● **Tasks and exercises**:
A. Answer these questions from the case summary:
(i) Which court decided the case?
(ii) On what date was the case decided?
(iii) What price reduction did the buyer propose in order to maintain the contract?
B. Reproduce the case summary word for word, from "After delivery, however, it" up to and including "did not accept.".

● **Text shown**:
━━━━━━━━━━━━━━━━
Data

Date:
15-11-2012
Country:
Austria
Number:
1 Ob 218/12h
Court:
Oberster Gerichtshof
Parties:
--

Keywords

GROUNDS FOR TERMINATION OF CONTRACT - TERMINATION AS LAST RESORT

Abstract

[CLOUT case no. 1517, abstract prepared by Martin Adensamer, National Correspondent]

In the case at hand, the parties agreed on the purchase of a fashion collection, which
was to be exclusively delivered to the two buyer’s stores, located in different cities.
After delivery, however, it came to the buyer’s attention that the goods had also
been offered to another retail store in the city where one of its department stores
was located. As the buyer considered this fact a breach of the exclusivity agreement,
it declared avoidance of the contract in regards to the goods that had not been sold
yet. About five weeks later, the goods were withdrawn from the competitor’s retail
store and no longer sold there. The buyer thus proposed to maintain the contract
with a 50 per cent price reduction. The seller did not accept.
━━━━━━━━━━━━━━━━
● **Record set**:
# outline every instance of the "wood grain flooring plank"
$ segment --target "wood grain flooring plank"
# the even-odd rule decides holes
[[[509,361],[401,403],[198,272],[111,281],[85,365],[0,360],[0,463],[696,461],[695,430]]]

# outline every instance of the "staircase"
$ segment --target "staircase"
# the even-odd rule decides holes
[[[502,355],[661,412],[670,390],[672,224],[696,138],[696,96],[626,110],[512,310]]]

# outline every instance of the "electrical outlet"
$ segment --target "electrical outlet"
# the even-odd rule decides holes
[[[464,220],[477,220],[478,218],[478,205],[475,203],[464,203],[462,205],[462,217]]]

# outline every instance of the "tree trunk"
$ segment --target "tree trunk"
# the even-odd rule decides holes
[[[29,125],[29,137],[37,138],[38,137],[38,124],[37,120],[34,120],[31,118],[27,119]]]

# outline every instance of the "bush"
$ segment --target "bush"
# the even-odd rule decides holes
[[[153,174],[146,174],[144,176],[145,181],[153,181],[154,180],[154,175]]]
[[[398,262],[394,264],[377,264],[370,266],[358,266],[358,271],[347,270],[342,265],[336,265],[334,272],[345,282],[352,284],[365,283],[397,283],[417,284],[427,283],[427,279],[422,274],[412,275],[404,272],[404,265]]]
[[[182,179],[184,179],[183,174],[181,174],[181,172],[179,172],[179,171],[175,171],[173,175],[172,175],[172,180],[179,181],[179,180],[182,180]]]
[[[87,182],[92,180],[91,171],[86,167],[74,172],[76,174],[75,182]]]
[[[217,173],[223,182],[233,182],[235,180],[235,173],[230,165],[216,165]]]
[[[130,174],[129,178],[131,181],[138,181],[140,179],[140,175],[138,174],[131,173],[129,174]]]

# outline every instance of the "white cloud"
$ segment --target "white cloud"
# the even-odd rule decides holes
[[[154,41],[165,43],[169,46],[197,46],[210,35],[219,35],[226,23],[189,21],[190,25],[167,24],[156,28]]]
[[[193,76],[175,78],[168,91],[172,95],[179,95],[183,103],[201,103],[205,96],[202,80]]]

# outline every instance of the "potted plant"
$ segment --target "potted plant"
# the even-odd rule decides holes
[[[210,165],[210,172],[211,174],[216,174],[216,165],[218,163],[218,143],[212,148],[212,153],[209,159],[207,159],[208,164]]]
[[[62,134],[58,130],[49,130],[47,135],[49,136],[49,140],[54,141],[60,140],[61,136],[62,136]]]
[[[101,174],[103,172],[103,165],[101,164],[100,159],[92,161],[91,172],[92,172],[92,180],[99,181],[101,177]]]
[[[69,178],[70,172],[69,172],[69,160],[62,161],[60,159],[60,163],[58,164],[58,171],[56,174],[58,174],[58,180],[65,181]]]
━━━━━━━━━━━━━━━━
● **Answers below**:
A.
(i) The Oberster Gerichtshof.
(ii) 15-11-2012.
(iii) A 50 per cent price reduction.

B.
After delivery, however, it came to the buyer’s attention that the goods had also
been offered to another retail store in the city where one of its department stores
was located. As the buyer considered this fact a breach of the exclusivity agreement,
it declared avoidance of the contract in regards to the goods that had not been sold
yet. About five weeks later, the goods were withdrawn from the competitor’s retail
store and no longer sold there. The buyer thus proposed to maintain the contract
with a 50 per cent price reduction. The seller did not accept.